• _What needs to be done_
Return every line of the rows below that contains the word "elephant", copying each full line. Case counts.

────────────────

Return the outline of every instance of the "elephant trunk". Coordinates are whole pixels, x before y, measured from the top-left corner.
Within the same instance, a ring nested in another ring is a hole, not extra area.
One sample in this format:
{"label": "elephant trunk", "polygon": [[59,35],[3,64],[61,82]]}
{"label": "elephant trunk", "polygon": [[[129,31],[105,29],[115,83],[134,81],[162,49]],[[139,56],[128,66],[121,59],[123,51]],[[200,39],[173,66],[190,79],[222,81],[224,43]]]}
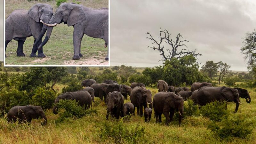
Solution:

────────────────

• _Answer to the task_
Return the outline of every instance of the "elephant trunk". Coordinates are whole pixels, x before y, measured from the top-left corner.
{"label": "elephant trunk", "polygon": [[59,35],[3,64],[61,82]]}
{"label": "elephant trunk", "polygon": [[[129,31],[105,29],[115,83],[134,81],[162,49]],[[139,56],[128,66],[121,59],[123,51]],[[200,39],[173,66],[190,79],[222,81],[224,43]]]}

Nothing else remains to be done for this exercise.